O nome desse núcleo palaciano é até brando diante de sua atuação – mais correto seria chamá-lo de “gabinete da guerra”, até porque é a forma de política por ele praticada que, verticalmente, desce até Wilson Witzel.

Em plena campanha, Jair Bolsonaro declarou coisas do seguinte gênero: “se vocês querem saber se a polícia terá minha autorização para matar, eu afirmo que terá”. Há quem diga que aí já era o futuro “gabinete da raiva” montando frases ao candidato – frases, aliás, que ele ama, porque traduzem o seu pensamento. Se enfocarmos, agora, o governador, veremos que ele é claro xérox do presidente.

Basta lembrarmos que Witzel já andou de helicóptero, fardado feito um sniper, exibindo metralhadora e colocando comunidades sob a sua mira. E também é cópia em declarações. Em campanha, ele prometeu que, se eleito, em sua gestão a polícia iria “mirar a cabecinha e, ó”. Outra lembrança? Quem não se recorda da cena que envergonhou o Brasil perante o mundo, mostrando Witzel dando socos no ar para comemorar o extermínio de um enfermo mental que sequestrara um ônibus? Nada mais em relação a ele e a Bolsonaro nos surpreenderá. Indignar sim, surpreender não.

▶ MATERIAL:
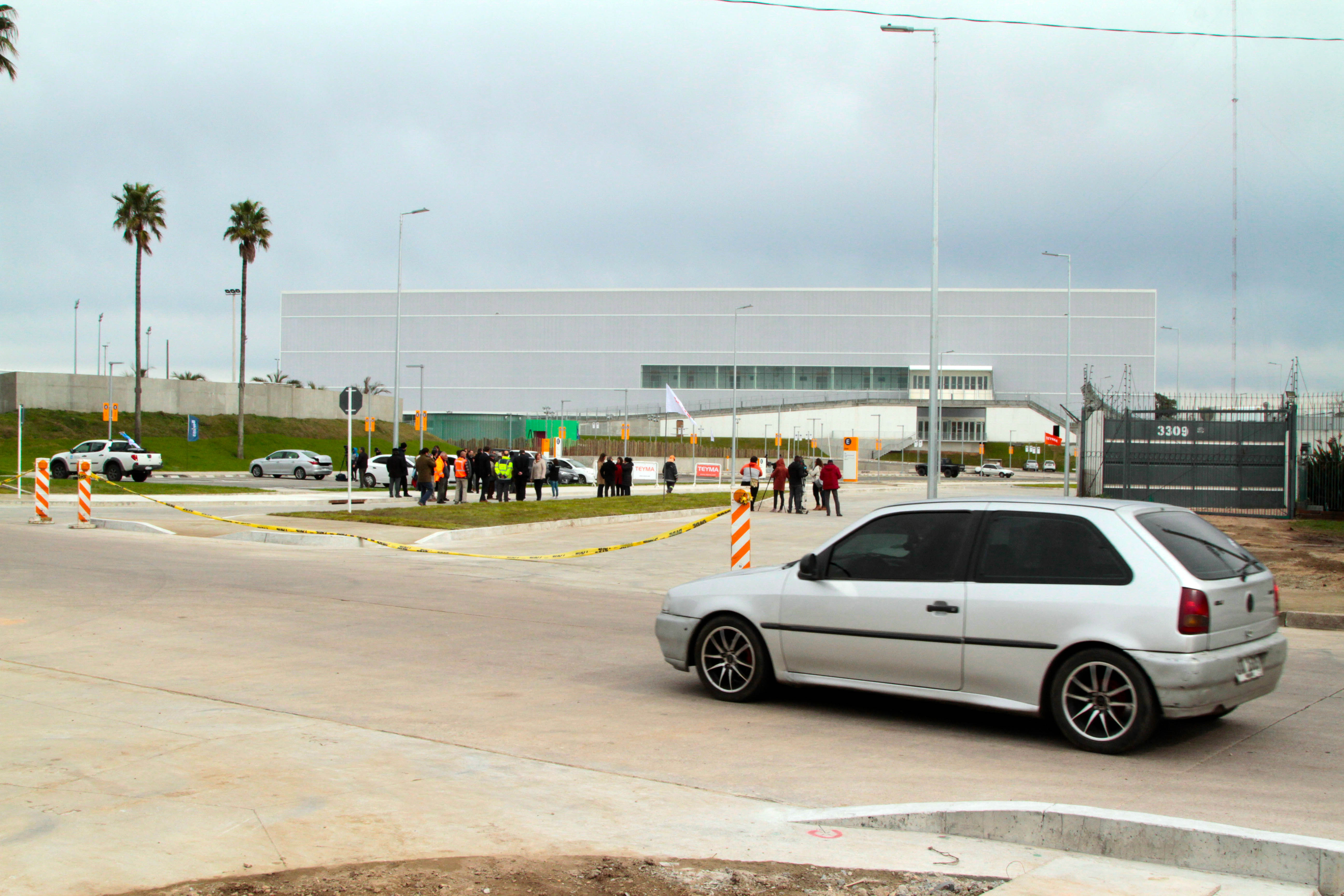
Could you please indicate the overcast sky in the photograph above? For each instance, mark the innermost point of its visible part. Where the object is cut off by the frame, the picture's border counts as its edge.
(683, 143)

▶ ENUNCIADO:
Você pode dar continuidade ao texto sobre Witzel e Bolsonaro, começando logo após a última frase? Não é preciso consultar o material.

▶ EXERCÍCIO RESOLVIDO:
De tudo isso, Ágatha, a garotinha bailarina assassinada, é uma grande vítima. Ela virou anja e virou flor, e virou comoção e homenagens póstumas em todo o mundo – jamais terá o seu nome esquecido. Aqueles que se alimentam do ódio e se hidratam com a raiva, todos esses, quando esfarelarem, se tornarão absolutamente nada – quer morram de “ave bala”, como ocorreu com ela, quer morram de “morte morrida”, em uma das melhores e mais bem trabalhadas definições dadas pelo poeta João Cabral de Melo Neto.

Assim como nenhuma criança de oito anos tem condições cognitivas de saber sobre toda a maldade que a cerca, Ágatha também não sabia que, no chão que ela morava, a política do governador é a de mandar e endossar que a polícia atire, atire, atire, atire – mesmo que dispare a esmo. Ágatha soube, isso sim, da dor de uma bala de fuzil na carne, quando na noite da sexta-feira 20 voltava de Kombi para casa, acompanhada pela mãe, Vanessa, no Complexo do Alemão. Oito policiais militares desconfiaram de um motoqueiro que não obedeceu a ordem de parar… ah, mano, não obedeceu é tiro certo, o que não significa tiro certeiro.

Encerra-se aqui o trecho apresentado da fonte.